WORK INSTRUCTIONS: Leave out the pictures and restate every entry word for word.
══════════════════════════════
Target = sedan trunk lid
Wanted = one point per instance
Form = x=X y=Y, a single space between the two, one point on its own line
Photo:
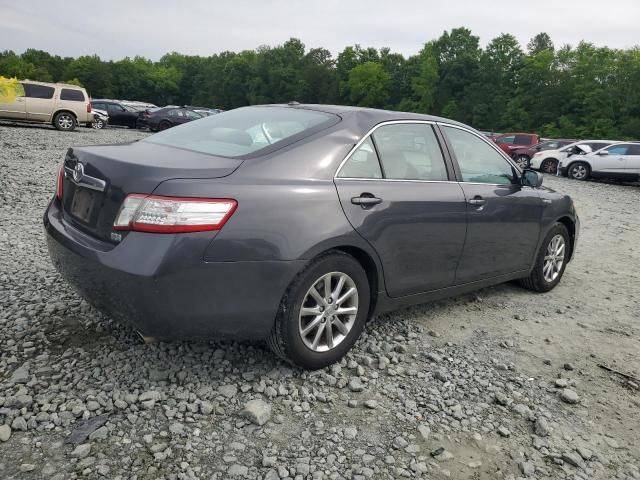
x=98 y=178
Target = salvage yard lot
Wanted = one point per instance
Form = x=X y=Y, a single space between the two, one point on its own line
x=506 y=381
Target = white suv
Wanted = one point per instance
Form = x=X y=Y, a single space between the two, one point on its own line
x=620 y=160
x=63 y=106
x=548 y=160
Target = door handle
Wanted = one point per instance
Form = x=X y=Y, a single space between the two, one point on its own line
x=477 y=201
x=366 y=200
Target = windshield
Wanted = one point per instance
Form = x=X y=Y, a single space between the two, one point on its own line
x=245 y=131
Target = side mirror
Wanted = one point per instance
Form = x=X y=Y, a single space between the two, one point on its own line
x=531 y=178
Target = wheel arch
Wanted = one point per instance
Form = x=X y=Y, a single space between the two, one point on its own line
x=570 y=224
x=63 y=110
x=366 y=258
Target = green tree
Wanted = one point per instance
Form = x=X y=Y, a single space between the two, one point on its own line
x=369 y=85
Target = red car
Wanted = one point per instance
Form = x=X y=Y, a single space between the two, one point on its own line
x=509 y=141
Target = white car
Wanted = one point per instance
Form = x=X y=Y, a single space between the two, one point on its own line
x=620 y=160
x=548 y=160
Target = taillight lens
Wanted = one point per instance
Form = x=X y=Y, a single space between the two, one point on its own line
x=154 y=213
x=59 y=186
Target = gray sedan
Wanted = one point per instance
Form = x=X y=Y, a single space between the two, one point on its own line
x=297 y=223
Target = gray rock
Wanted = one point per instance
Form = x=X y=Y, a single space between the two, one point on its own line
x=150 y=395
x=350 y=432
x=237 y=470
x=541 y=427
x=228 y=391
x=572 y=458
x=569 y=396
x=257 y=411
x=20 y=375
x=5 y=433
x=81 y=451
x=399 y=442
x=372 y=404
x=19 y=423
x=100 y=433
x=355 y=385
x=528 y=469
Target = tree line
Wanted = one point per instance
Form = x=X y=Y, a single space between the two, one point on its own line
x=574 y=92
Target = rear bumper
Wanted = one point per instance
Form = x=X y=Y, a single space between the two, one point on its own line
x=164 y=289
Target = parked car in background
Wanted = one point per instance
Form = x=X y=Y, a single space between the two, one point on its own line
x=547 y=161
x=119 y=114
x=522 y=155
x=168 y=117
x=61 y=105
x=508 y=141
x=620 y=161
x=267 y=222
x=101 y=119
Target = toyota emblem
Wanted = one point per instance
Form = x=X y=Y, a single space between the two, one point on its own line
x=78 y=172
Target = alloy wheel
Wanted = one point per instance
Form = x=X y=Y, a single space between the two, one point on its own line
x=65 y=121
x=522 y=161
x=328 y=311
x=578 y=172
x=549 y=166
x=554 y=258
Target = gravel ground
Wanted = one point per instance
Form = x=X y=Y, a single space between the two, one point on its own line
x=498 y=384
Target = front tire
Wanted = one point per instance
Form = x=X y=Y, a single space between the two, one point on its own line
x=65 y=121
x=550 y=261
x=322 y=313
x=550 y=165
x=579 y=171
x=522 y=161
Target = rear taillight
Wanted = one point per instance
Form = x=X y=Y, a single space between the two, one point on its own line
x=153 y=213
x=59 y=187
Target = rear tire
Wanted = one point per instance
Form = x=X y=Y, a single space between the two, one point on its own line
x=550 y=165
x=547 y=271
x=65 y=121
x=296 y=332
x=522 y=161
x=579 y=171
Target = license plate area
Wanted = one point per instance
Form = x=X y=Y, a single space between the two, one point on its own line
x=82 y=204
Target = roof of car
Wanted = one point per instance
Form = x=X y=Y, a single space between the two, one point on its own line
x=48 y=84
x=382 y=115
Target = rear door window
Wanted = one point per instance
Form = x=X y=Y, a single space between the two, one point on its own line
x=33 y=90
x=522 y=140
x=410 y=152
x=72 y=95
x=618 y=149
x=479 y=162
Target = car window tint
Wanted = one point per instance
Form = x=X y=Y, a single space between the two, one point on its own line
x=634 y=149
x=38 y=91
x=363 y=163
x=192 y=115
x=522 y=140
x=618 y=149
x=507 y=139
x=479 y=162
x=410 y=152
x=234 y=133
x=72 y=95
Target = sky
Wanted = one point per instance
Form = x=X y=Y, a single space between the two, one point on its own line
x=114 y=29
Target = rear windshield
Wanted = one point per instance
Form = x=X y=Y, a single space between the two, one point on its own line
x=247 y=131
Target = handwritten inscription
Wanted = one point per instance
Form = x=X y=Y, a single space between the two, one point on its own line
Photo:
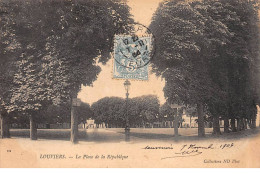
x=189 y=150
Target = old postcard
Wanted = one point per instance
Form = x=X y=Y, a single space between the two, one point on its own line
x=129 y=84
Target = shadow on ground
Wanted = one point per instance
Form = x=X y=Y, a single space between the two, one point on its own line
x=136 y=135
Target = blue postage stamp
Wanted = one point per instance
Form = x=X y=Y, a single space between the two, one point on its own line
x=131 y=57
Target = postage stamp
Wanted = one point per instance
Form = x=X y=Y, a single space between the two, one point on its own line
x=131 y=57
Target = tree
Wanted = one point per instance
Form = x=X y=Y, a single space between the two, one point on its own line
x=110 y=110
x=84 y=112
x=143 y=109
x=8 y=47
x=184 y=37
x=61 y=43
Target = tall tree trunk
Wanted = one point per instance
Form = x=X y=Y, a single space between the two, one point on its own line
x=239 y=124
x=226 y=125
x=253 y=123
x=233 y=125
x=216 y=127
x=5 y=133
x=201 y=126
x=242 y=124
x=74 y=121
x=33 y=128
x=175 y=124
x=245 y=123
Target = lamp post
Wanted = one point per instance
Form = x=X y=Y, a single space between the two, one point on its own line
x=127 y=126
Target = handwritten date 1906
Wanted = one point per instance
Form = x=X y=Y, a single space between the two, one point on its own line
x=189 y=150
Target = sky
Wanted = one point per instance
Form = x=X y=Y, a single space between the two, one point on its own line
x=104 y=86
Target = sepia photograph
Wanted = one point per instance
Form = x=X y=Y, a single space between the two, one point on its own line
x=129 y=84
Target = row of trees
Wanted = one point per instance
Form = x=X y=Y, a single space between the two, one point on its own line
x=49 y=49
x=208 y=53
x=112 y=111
══════════════════════════════
OUTPUT OF THE EXERCISE:
Target = sedan trunk lid
Wanted = one point per instance
Form = x=X y=Y, a single space between the two, one point on its own line
Photo:
x=98 y=178
Target = salvage yard lot
Wanted = one point per instance
Form = x=X y=Y, a single space between the two, one point on its own line
x=506 y=381
Target = white suv
Wanted = one point per instance
Form = x=X y=Y, a single space between the two, one point on its own line
x=620 y=160
x=63 y=106
x=548 y=160
Target = door handle
Wanted = one point per instance
Form = x=X y=Y, a single space between the two, one point on its own line
x=477 y=201
x=366 y=200
Target = windshield
Wanted = one point per instance
Form = x=X y=Y, a single space between the two, one point on its own line
x=245 y=131
Target = side mirror
Wanted = one point per instance
Form = x=X y=Y, a single space between the two, one point on its own line
x=531 y=178
Target = wheel arch
Wanted = one point per instance
Form = x=X y=Y, a single space between the two, one point on its own line
x=570 y=224
x=63 y=110
x=366 y=258
Target = green tree
Wanted = one point per instance
Form = x=X y=Y, a single space between the two, one point on its own line
x=369 y=85
Target = red car
Wanted = one point per instance
Form = x=X y=Y, a single space between the two, one point on its own line
x=509 y=141
Target = white car
Wanted = one point per instance
Form = x=X y=Y, a single space between the two, one point on its own line
x=620 y=160
x=548 y=160
Target = taillight lens
Wanted = one point per instance
Form = x=X y=Y, a single space between the two, one point on its own line
x=154 y=213
x=59 y=186
Target = gray sedan
Wanted = one point per instance
Form = x=X y=Y, a single space between the two, one point on its own line
x=297 y=223
Target = gray rock
Wanted = one point per instance
Form = x=X y=Y, a single space between the two, one point on its own line
x=150 y=395
x=350 y=432
x=237 y=470
x=541 y=427
x=228 y=391
x=572 y=458
x=569 y=396
x=257 y=411
x=20 y=375
x=5 y=433
x=81 y=451
x=399 y=442
x=372 y=404
x=19 y=423
x=100 y=433
x=355 y=385
x=528 y=469
Target = tree line
Wanted = one point per instance
Form = x=X y=Y, a single space between the two, one point on its own line
x=574 y=92
Target = rear bumper
Wanted = one point per instance
Form = x=X y=Y, a single space between the two, one point on its own line
x=164 y=289
Target = parked car in background
Wanted = one point per instance
Form = x=X y=Y, a single space between the two, one point on its own line
x=547 y=161
x=119 y=114
x=522 y=155
x=168 y=117
x=61 y=105
x=508 y=141
x=620 y=161
x=267 y=222
x=101 y=119
Target = toyota emblem
Wanted = one point per instance
Form = x=X y=Y, a single space between the two, one point on its own line
x=78 y=172
Target = alloy wheel
Wanted = one point per instance
Form = x=X y=Y, a single space between the two, one point on its own line
x=65 y=121
x=522 y=161
x=328 y=311
x=578 y=172
x=549 y=166
x=554 y=258
Target = gravel ground
Wanted = one point per instance
Form = x=X y=Y, a single space between the two, one point on its own line
x=498 y=384
Target = front tire
Wanted = one point per instance
Form = x=X y=Y, a single space between the two, one point on its own line
x=65 y=121
x=550 y=261
x=322 y=313
x=550 y=165
x=579 y=171
x=522 y=161
Target = rear taillight
Wanted = one point per instance
Form = x=X y=Y, a single space between the two, one point on its own line
x=153 y=213
x=59 y=187
Target = rear tire
Wanted = one point per instance
Form = x=X y=Y, a single space between the two, one point on its own line
x=550 y=165
x=547 y=271
x=65 y=121
x=296 y=332
x=522 y=161
x=579 y=171
Target = license plate area
Wanted = one point per instance
Form = x=X y=Y, a single space between the two, one point on its own line
x=82 y=204
Target = roof of car
Wanted = one point per instance
Form = x=X y=Y, a single space between the two, one point on its own line
x=48 y=84
x=382 y=115
Target = rear door window
Wanted = one point per instance
Form = x=X y=Y, a single space between the two, one point on its own line
x=33 y=90
x=522 y=140
x=410 y=152
x=72 y=95
x=618 y=149
x=479 y=162
Target = car window tint
Wanted = one point per instance
Form = x=X y=Y, a single space between the two, one point on its own line
x=634 y=149
x=38 y=91
x=363 y=163
x=192 y=115
x=522 y=140
x=618 y=149
x=507 y=139
x=479 y=162
x=410 y=152
x=234 y=133
x=72 y=95
Target = sky
Wanted = one point per instance
Form = x=X y=Y, a single space between the two, one point on its own line
x=114 y=29
Target = rear windshield
Wanted = one point per instance
Form = x=X y=Y, a single space between the two, one point on its own line
x=247 y=131
Target = handwritten inscription
Wanted = one point per instance
Form = x=X y=Y, a single space between the two, one point on its own line
Photo:
x=189 y=150
Target = old postcard
Wanted = one point per instance
Form = x=X y=Y, a single space between the two, one point on its own line
x=129 y=84
Target = shadow on ground
Wanted = one point per instance
Form = x=X y=Y, a single space between the two, one point on its own line
x=136 y=135
Target = blue postage stamp
Wanted = one point per instance
Form = x=X y=Y, a single space between the two, one point on its own line
x=131 y=57
Target = postage stamp
Wanted = one point per instance
Form = x=X y=Y, a single space between the two, one point on its own line
x=131 y=57
Target = tree
Wanted = one point per instance
Form = x=X y=Y, a single space between the two, one point on its own line
x=110 y=110
x=84 y=112
x=143 y=109
x=8 y=47
x=184 y=37
x=61 y=43
Target = tall tree trunk
Wanted = one point per instance
Form = x=X y=Y, a single space between the two, one point on its own line
x=239 y=124
x=226 y=125
x=253 y=123
x=233 y=125
x=216 y=127
x=5 y=133
x=201 y=126
x=242 y=124
x=74 y=121
x=33 y=128
x=175 y=124
x=245 y=123
Target = lamp post
Wanted = one point per instance
Form = x=X y=Y, a single space between the two, one point on its own line
x=127 y=126
Target = handwritten date 1906
Wanted = one point per instance
Form = x=X y=Y, a single space between the two, one point on its own line
x=189 y=150
Target = sky
Wanted = one point per instance
Form = x=X y=Y, a single space between the two, one point on its own line
x=104 y=86
Target = sepia photograph
Wanted = one point per instance
Form = x=X y=Y, a single space between the two, one point on its own line
x=129 y=84
Target = row of trees
Wanted = one point per instance
Form = x=X y=Y, a single space between the two, one point on its own line
x=49 y=49
x=208 y=53
x=112 y=111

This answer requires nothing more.